§ **Text**:
----
The most direct way of calculating {\it ab initio} such correlation functions
is numerical lattice-based approach. However,
 quite successful results were also obtained from much simpler
instanton-based models, see review \cite{shuryakrev}
and also \cite{SS_01} for recent example of quantitative predictions
of the model, compared to the $\tau$ lepton decay data. 
Closest to the present work is
the successful calculation of the pion form-factor 
\cite{forkel,blotz}
using the  same instanton-based  model as used below. 
One important aspect of \cite{blotz} is the direct relation found
there between the pion and instanton sizes. 

  In the present work we try to answer the following questions.
How to organize the calculation, what are the best combination
of three and two-point
correlators to be used?
At what distances those should be calculated, in order to exclude
contributions of the nucleon excited states?
 How do the results obtained correlate with
experimental form-factors? Are they sensitive to the high-$Q^2$
part which is not yet measured, and if so, can we make some
predictions? Can the proton form-factors be described in terms of
 configurations of three valence quarks bound by instanton forces?
Are these dominated by one single instanton, at least at some scale?
If so, do all three quarks interact strongly with it, or only two, as
arguments based on Pauli principle for zero modes would suggest?
And finally, how does this approach
correlate with phenomenological models of the nucleon, such as
quark-diquark model? 

The paper is organized as follows.
In section \ref{larged}, we will present our  results for the 
nucleon two-point and electro-magnetic three-point function, obtained 
in the Random Instanton Liquid Model (RILM),  in the Interacting
Instanton Liquid Model (IILM) and in the Single Instanton Approximation (SIA).
Is section \ref{pheno} we show how such correlation functions 
can be evaluated from the phenomenological knowledge of 
proton mass and form-factors and we compare them  
with our theoretical predictions.
In section \ref{di-quark} we discuss the physical implications of our
calculations, in particular in relation to different hadronic models of the
nucleon.
----
§ **Dataset excerpt**:
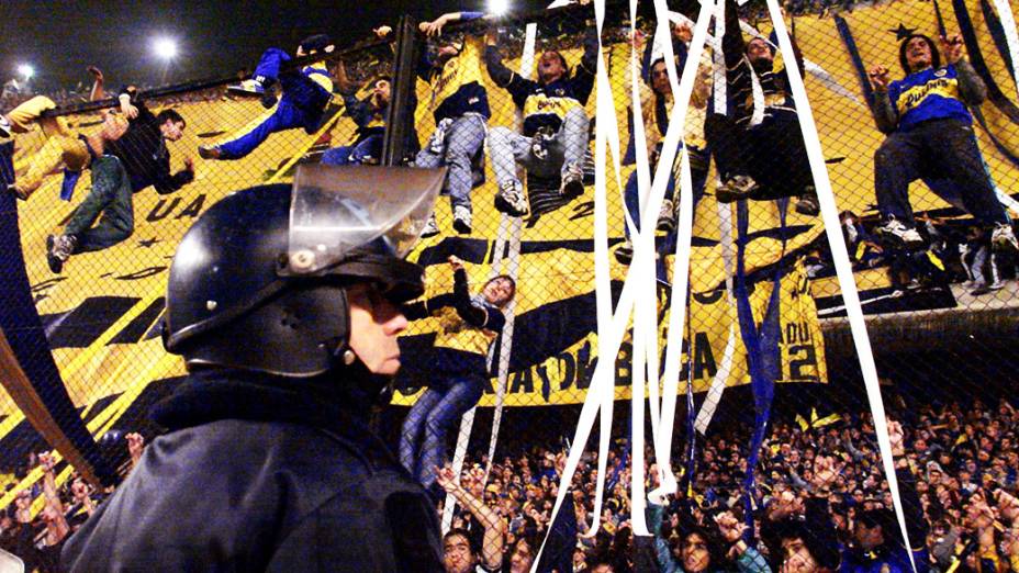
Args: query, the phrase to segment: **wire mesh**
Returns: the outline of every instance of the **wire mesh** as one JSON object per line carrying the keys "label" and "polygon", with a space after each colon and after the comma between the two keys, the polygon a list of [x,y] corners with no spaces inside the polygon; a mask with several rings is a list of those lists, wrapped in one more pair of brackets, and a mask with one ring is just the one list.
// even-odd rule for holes
{"label": "wire mesh", "polygon": [[[704,49],[692,44],[699,7],[665,19],[641,4],[634,19],[611,5],[600,36],[591,5],[443,16],[422,24],[405,101],[391,99],[383,34],[296,70],[270,50],[260,64],[283,64],[276,82],[253,83],[259,66],[244,82],[127,90],[103,109],[19,102],[5,110],[18,132],[8,213],[15,194],[26,201],[3,248],[23,252],[40,318],[25,328],[46,341],[23,368],[33,378],[52,355],[60,380],[40,387],[72,404],[53,417],[83,420],[127,471],[127,436],[160,434],[147,409],[186,375],[158,327],[183,233],[226,194],[289,182],[302,164],[378,162],[385,109],[400,106],[414,127],[404,162],[448,175],[410,256],[426,268],[427,312],[401,338],[378,430],[435,495],[447,554],[459,536],[489,570],[523,571],[539,550],[538,570],[560,572],[1014,569],[1008,4],[791,1],[795,54],[764,3],[720,4]],[[892,422],[897,496],[794,61]],[[460,295],[482,324],[450,302]],[[615,356],[598,356],[614,347],[600,301],[624,313]],[[611,423],[594,427],[584,413],[600,400]],[[13,398],[0,415],[4,547],[46,570],[103,494],[40,460],[49,446]],[[590,435],[576,430],[585,419]],[[47,476],[65,529],[42,512]]]}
----
§ **Problems to solve**:
[a] In the text on instanton-based nucleon calculations, switch "quarks" to "partons" and write out the passage starting with "At what distances" and going on through "quark-diquark model?".
[b] According to the text on instanton-based nucleon calculations, which three models are used to obtain the results for the nucleon two-point and electromagnetic three-point function?
[c] Carry on the text on instanton-based nucleon calculations from the point where it stops.

§ **Answers by task**:
[a]
At what distances those should be calculated, in order to exclude
contributions of the nucleon excited states?
 How do the results obtained correlate with
experimental form-factors? Are they sensitive to the high-$Q^2$
part which is not yet measured, and if so, can we make some
predictions? Can the proton form-factors be described in terms of
 configurations of three valence partons bound by instanton forces?
Are these dominated by one single instanton, at least at some scale?
If so, do all three partons interact strongly with it, or only two, as
arguments based on Pauli principle for zero modes would suggest?
And finally, how does this approach
correlate with phenomenological models of the nucleon, such as
quark-diquark model?

[b] The Random Instanton Liquid Model (RILM), the Interacting Instanton Liquid Model (IILM), and the Single Instanton Approximation (SIA).

[c]
Results and conclusions are summarized in section \ref{conclusions}.

%%%%%%%%%%%%%%%%%%%%%%%%%%%%%%%%%%%%%%%%%%%%%%%%%%%%%%%%%%%%%%%%%%%%%%%%

\section{Calculation of the Correlation Functions  from 
the Instanton Liquid Models.}
\label{larged}

Our theoretical investigation is based on the analysis of two and three-point
Euclidean correlation functions, in coordinate space. 
In particular we consider the electro-magnetic three-point function: 
\begin{equation}	
\label{threepoint}
\Pi_{sc \, 4}(x,y)=<0|\, tr\,[ \, \eta_{sc}(x/2) \, J^{em}_4(y)\bar{\eta}_{sc}(-x/2) \, \gamma_4 \,]\,|0>,
\end{equation}
where $J^{em}_4(y)$ is the fourth component of the electro-magnetic current,
\begin{equation}
J^{em}_\mu(y):= \frac{2}{3}\, \bar{u}(y)\,\gamma_\mu\, u(y) -  \frac{1}{3}\,
 \bar{d}(y)\,\gamma_\mu d(y).
\end{equation} 
$\eta_{sc}(x)$ denotes a particular combination of Ioffe currents, that 
we refer to  as the scalar current:
\begin{eqnarray}
\eta_{sc}(x)  := \epsilon_{a b c} [ u^a(x) \,C \gamma_5\,  d^b(x) ]\, u^c(x), 
\end{eqnarray} 
where $a, b, c$ are color indices.
In principle, one can choose any linear combination of Ioffe 
currents, which  excite states with the
same addictive quantum numbers of the proton 
(as well as states with opposite parity).
Our choice  is theoretically motivated by the fact that  
$\eta_{sc}^c(x)$ contains explicitly a di-quark term, which was shown 
to receive maximal coupling to instanton's zero modes \cite{shuryakrev}. 

The nucleon coupling to such current is defined as
\begin{equation}
\label{lambdas}
<0| \eta_{sc}(x)| p,s> = \Lambda_{sc}  u(p,s) e^{-i q\, x}, 
\end{equation}
where $u(p,s)$ is a Dirac spinor and $s$ is the spin index.

Let us specialize now a particular choice \footnote{Notice that, 
in such configuration, the vertices
 $x/2$, $-x/2$ and  $y$ do not lie 
on the same line. The convenience of  such choice 
will be discussed  in the next section.}
 for the three-point function 
(\ref{threepoint}),
in which:
\be
\label{configuration}
y\cdot x =0, \qquad {\it and}\nonumber \\
l:= |y|=|x|.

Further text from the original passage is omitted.